::: TASK DATA :::

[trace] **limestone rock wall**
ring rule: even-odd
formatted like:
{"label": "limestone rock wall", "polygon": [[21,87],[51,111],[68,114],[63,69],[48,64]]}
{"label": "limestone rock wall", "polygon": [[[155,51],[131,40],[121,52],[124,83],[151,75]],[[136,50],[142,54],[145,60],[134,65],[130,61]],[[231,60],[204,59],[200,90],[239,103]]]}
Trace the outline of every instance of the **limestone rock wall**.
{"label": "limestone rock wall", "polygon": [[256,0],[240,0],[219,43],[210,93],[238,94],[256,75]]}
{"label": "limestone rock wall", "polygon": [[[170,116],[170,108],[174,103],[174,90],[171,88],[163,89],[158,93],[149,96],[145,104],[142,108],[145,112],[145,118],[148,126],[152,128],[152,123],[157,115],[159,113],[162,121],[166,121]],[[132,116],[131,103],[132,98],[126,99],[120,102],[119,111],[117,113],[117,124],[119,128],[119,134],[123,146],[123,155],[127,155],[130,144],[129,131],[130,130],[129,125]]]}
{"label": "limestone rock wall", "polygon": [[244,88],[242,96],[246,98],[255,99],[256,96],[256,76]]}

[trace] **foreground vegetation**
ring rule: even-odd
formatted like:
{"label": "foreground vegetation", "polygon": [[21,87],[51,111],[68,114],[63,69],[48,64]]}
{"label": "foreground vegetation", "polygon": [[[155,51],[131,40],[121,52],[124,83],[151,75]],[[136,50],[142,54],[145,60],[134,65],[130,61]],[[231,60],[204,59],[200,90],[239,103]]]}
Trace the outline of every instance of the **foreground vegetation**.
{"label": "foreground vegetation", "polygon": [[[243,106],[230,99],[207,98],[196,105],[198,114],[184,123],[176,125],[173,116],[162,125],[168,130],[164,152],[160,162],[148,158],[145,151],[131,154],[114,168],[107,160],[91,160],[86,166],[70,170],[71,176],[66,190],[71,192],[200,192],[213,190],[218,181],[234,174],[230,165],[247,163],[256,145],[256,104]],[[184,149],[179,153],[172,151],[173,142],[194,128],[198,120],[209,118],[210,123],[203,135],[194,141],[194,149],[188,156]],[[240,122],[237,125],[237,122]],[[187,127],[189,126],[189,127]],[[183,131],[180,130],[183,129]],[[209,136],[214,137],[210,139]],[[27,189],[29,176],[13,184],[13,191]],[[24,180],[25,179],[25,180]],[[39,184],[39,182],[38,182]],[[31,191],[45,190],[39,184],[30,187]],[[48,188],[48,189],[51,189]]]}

:::

WHAT TO PRODUCE: Copy the data word for word, beginning with its first line and stopping after the line that contains "Trace the outline of every instance of the **limestone".

SOLUTION FOR THIS TASK:
[trace] **limestone rock wall**
ring rule: even-odd
formatted like:
{"label": "limestone rock wall", "polygon": [[21,87],[51,111],[68,114],[63,69],[48,64]]}
{"label": "limestone rock wall", "polygon": [[[155,51],[131,40],[121,52],[124,83],[151,75]],[[136,50],[142,54],[145,60],[134,65],[130,61]],[[231,60],[204,59],[200,90],[239,103]]]}
Trace the outline of every instance of the **limestone rock wall**.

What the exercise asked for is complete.